Saved data entries:
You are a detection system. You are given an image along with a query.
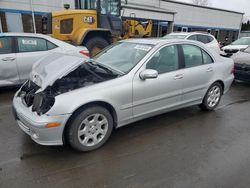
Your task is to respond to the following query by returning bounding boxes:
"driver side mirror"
[140,69,158,80]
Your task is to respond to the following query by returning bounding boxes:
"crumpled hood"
[222,45,249,51]
[232,52,250,65]
[30,53,86,90]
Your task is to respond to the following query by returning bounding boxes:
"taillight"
[79,50,90,57]
[231,65,235,75]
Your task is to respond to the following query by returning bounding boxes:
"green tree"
[247,20,250,30]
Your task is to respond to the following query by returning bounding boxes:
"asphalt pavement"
[0,82,250,188]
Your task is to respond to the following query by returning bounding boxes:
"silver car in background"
[164,32,221,54]
[222,37,250,57]
[0,33,89,87]
[13,39,234,151]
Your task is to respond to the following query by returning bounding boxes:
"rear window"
[0,37,14,54]
[187,35,198,41]
[207,36,214,43]
[232,38,250,45]
[197,35,210,44]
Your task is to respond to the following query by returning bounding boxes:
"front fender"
[71,28,89,45]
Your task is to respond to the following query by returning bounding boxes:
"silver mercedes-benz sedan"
[13,39,234,151]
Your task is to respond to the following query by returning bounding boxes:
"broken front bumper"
[12,95,71,146]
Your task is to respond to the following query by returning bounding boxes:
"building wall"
[122,0,243,43]
[0,0,244,43]
[161,1,242,30]
[0,0,74,13]
[122,0,243,31]
[0,0,74,33]
[121,0,160,7]
[160,0,243,43]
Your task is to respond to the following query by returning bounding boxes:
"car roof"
[121,38,198,46]
[122,38,168,45]
[169,32,190,36]
[1,32,52,39]
[169,32,212,36]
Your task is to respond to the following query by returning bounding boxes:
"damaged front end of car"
[17,61,120,116]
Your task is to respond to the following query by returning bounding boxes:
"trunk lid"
[223,45,249,51]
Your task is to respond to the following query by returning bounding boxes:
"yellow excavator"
[42,0,152,56]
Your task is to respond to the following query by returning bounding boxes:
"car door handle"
[2,57,16,61]
[174,74,183,80]
[206,67,213,72]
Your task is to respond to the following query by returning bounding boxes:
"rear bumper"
[13,95,71,146]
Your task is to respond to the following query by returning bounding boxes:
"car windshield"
[231,38,250,45]
[164,34,187,39]
[244,46,250,53]
[92,42,153,74]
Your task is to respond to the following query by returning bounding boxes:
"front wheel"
[67,106,113,152]
[199,82,223,111]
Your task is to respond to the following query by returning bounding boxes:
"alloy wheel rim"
[207,86,221,108]
[78,113,108,147]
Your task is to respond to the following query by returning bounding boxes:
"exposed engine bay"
[17,62,120,115]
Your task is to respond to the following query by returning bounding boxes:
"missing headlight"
[32,93,43,112]
[32,92,55,115]
[18,80,40,107]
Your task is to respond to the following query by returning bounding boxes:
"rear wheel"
[199,82,223,111]
[67,106,113,152]
[85,37,109,57]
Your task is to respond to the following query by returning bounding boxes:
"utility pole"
[30,0,36,33]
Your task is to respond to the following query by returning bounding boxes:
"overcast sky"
[175,0,250,21]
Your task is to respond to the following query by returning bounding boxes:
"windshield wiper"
[88,59,125,76]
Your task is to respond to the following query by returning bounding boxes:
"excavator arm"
[123,20,153,39]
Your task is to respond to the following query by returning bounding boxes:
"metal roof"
[162,0,244,15]
[122,3,176,15]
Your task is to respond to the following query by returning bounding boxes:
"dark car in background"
[232,46,250,82]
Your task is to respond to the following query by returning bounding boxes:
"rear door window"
[182,44,203,68]
[0,37,14,54]
[47,41,57,50]
[17,37,48,52]
[202,50,214,64]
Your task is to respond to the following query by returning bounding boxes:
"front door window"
[146,45,179,74]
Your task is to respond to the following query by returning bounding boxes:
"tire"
[67,106,113,152]
[85,37,109,57]
[199,82,223,111]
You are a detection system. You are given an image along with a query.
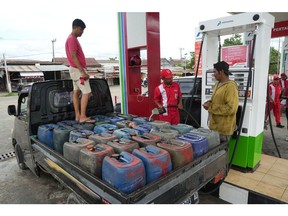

[Problem to solve]: Transcribe all records verbatim and omit each image.

[Written response]:
You are a detection system. You are given an image along with a query.
Your task is to respond to the following query by returning bounding boxes:
"driver side mirror"
[140,69,158,80]
Your task is to respond to the following query by returning bounding boxes:
"crumpled hood"
[222,45,249,51]
[232,52,250,65]
[30,53,86,90]
Your task is to respond to the following query by returning bounding boxes:
"taillight"
[79,50,90,57]
[231,65,235,75]
Your task is to respond to the following query by returning bounding boxes:
"green tree"
[247,20,250,30]
Your task is to respond to the following query by returning bounding boxes:
"asphalt pavement"
[0,82,250,188]
Your task is to respond to the following query by returning bounding boxes:
"silver car in background"
[164,32,221,54]
[222,37,250,57]
[0,33,89,87]
[13,39,234,151]
Your task is to respond to the following query by returning bounding boxes:
"rear window"
[0,37,14,54]
[187,35,198,41]
[207,36,214,43]
[232,38,250,45]
[197,35,210,44]
Your task is to respond to the following query by returning bounding boxes:
"front fender"
[71,28,89,45]
Your task is to respond to the following query by returning bounding boxes:
"silver mercedes-benz sedan"
[13,39,234,151]
Your task is to respond to the following query by returning bounding boxes:
"broken front bumper"
[12,95,71,146]
Your task is to respond to the following query by returning bounding boxes:
"building wall"
[122,0,243,43]
[0,0,244,43]
[161,1,242,30]
[0,0,74,13]
[122,0,243,31]
[0,0,74,33]
[121,0,160,7]
[160,0,243,43]
Your task is to respond to the following query by returning bounding boxes:
"car roof"
[121,38,198,46]
[122,38,168,45]
[169,32,190,36]
[1,32,52,39]
[169,32,212,36]
Your task is to respond to the following query by returning bounding boxes:
"damaged front end of car"
[17,61,120,116]
Your task is to respond to the following query by returning bounding boxes:
"trunk lid"
[223,45,249,51]
Your task is to respond to the following query by returning bounding boxes:
"yellow excavator"
[42,0,152,56]
Your task is to respond to the following query by returning bounding boxes:
"car door handle"
[2,57,16,61]
[174,74,183,80]
[206,67,213,72]
Your task is to respond to the following query by returning bounding boxes:
"rear bumper"
[13,95,71,146]
Your task is to respond to the following query by returning bounding boxes:
"car windshield"
[231,38,250,45]
[164,34,187,39]
[244,46,250,53]
[92,42,153,74]
Your task is to respond to the following query by returning bounding boxes:
"front wheel"
[67,106,113,152]
[199,82,223,111]
Your task is to respond to the following query by returning bounding boxes:
"alloy wheel rim"
[207,86,221,108]
[78,113,108,147]
Your task is to respond to the following query by returning bounding boxes:
"exposed engine bay"
[17,62,120,115]
Your task is to respond to the following query by returning bounding boxes:
"missing headlight"
[32,93,43,112]
[32,92,55,115]
[18,80,40,107]
Your task is to respond to the following query by returning bounding boxes:
"rear wheel"
[199,82,223,111]
[67,106,113,152]
[85,37,109,57]
Your task is to respond to the following query by returning bounding boxes:
"utility pole"
[30,0,36,33]
Your task is to respond to the following query by returning bounding boxes:
"overcast sky"
[175,0,250,21]
Your task is to respond to the following query by returning bounding boxes:
"windshield wiper"
[88,59,125,76]
Your task is to respond to the following query by returning bounding boxes:
"excavator arm"
[123,20,153,39]
Your task is to respond to the following query by returning bounding boxes:
"metal roof"
[162,0,244,15]
[122,3,176,15]
Your task is to respond to the following query by returning bounding boxes:
"dark car in background"
[232,46,250,82]
Your task is to respond to the following query by returning bounding boxes:
"rear door window"
[182,44,203,68]
[0,37,14,54]
[47,41,57,50]
[17,37,48,52]
[202,50,214,64]
Your task is to respond to the following query by returning bounding boxes:
"front door window"
[146,45,179,74]
Your task is to respond to the following query by returning bounding boxes:
"tire"
[67,106,113,152]
[85,37,109,57]
[199,82,223,111]
You are a detection system. You are given an image along with a query.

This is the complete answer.